## Given problem
Reproduce each of the following items verbatim, with no changes of any kind.

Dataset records
══════════════════════════════

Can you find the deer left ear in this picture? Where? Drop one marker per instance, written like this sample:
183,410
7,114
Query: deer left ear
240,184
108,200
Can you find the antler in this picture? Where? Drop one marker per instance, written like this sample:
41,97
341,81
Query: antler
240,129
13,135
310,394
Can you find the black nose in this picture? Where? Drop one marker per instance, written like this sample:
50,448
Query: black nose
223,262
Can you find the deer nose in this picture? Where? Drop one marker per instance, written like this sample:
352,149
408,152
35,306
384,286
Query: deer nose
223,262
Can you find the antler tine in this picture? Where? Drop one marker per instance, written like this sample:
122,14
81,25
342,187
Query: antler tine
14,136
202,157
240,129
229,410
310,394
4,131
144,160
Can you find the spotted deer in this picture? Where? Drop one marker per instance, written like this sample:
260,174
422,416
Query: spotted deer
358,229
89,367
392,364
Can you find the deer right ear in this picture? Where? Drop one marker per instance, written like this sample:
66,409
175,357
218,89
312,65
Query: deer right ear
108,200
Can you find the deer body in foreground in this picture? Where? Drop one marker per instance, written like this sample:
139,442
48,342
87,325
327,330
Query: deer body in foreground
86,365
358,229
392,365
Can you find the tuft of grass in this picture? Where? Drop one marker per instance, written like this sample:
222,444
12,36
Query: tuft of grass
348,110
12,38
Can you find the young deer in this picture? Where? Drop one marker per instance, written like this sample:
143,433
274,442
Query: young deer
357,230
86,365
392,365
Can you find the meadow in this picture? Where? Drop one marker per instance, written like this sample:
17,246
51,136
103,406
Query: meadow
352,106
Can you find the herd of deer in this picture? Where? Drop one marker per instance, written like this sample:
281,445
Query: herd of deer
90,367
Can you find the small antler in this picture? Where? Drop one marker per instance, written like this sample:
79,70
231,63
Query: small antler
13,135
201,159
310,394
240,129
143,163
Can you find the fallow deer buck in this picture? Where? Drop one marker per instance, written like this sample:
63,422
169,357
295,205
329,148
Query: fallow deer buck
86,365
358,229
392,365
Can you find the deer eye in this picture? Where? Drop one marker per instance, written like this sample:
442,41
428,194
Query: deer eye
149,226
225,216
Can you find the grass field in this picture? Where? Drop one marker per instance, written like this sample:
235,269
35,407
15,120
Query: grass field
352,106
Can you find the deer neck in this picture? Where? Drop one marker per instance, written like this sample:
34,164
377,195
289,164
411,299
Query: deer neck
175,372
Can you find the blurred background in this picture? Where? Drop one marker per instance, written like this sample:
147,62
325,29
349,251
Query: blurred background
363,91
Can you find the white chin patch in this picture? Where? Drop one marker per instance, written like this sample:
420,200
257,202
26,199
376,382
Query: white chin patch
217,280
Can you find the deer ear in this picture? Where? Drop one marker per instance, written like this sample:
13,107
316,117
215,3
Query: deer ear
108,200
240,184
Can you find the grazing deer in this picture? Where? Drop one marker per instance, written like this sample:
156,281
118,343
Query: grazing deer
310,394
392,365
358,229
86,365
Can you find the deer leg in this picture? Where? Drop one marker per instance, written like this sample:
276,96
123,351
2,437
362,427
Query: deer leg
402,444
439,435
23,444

══════════════════════════════

## Answer to this exercise
Can you find the deer left ear in this picture? Where? Drop one marker per instance, written like this sample:
183,410
7,114
Query: deer left ear
240,184
108,200
Can you find the antler in this picture? Where? Drop one marker per instance, written like this sample:
41,97
341,81
Query: antler
240,129
13,135
310,394
Can you find the black nose in this picture? Where? Drop one marker per instance, written like this sample:
50,448
Query: black nose
223,262
Can you find the deer nose in this picture? Where? Drop one marker per instance, written like this sample:
352,149
408,152
35,306
384,286
Query: deer nose
223,262
Can you find the antler tine in this picture? Where? Drop one marker per instance, written like this sample:
122,14
81,25
342,187
Query: antler tine
14,136
202,157
240,129
229,410
310,394
4,131
144,160
Can you find the spotted deer in this picture? Where? Drop one marker per instance, written like this sample:
260,174
422,416
Query: spotted deer
358,229
89,367
392,364
Can you find the deer right ear in this picture? Where? Drop one marker per instance, written like this sample:
66,409
175,357
218,89
312,65
Query: deer right ear
108,200
Can you find the deer body in foreground in this picture? Where? Drop one marker per instance, written like this sample:
139,442
48,342
87,325
327,330
Query: deer body in foreground
86,365
358,229
392,365
Can you find the tuft of grass in this picture? Where? Drop one marker per instance, written like this sample:
222,444
12,36
Query: tuft of grass
348,110
12,38
Can you find the young deer in this picture? Where? Drop one marker per instance, written like this sample:
143,433
274,442
Query: young deer
357,230
86,365
392,365
Can you find the meadow in this picture? Where? Drop one marker per instance, written like this sample:
17,246
51,136
103,406
Query: meadow
352,106
Can you find the herd of deer in this picture? Where? Drop one marker per instance, written like this sample:
281,445
Query: herd of deer
90,367
Can you find the small antler in this picture? Where? Drop one marker per instance, written like this sample:
79,70
231,63
Query: small antler
13,135
201,159
310,394
240,129
143,163
Can you find the fallow deer buck in this picture? Where? Drop one marker per instance, written like this sample:
63,422
169,357
295,205
329,148
Query: fallow deer buck
86,365
358,229
392,365
Can you find the deer eye in this picture? Where? Drop one marker per instance, written like this sample:
442,41
428,194
Query: deer eye
149,226
225,216
Can you find the grass field in this picture? Where? Drop one marker per instance, written like this sample:
235,269
35,407
15,120
Query: grass field
352,106
Can you find the deer neck in this picture? Where? Drop one marker per instance, written like this sample:
34,164
377,195
289,164
411,299
Query: deer neck
175,372
Can you find the blurred background in this picture? Where? Drop one marker per instance, written like this sample:
147,62
325,29
349,251
Query: blurred background
363,91
Can you find the white chin patch in this picture? Where? Drop one marker per instance, written like this sample:
420,200
257,202
26,199
376,382
Query: white chin patch
217,280
Can you find the deer ear in this picture? Where? Drop one marker per instance, written like this sample:
13,107
316,117
215,3
Query: deer ear
108,200
240,184
Can you find the grazing deer in this picture? Where? Drop one marker per instance, written like this sample:
156,281
118,343
Query: grazing deer
310,394
392,365
358,229
86,365
Can you find the deer leg in this picture? Where? Drop one marker per instance, written like this sample:
276,96
123,351
2,437
362,427
Query: deer leg
402,444
439,435
23,444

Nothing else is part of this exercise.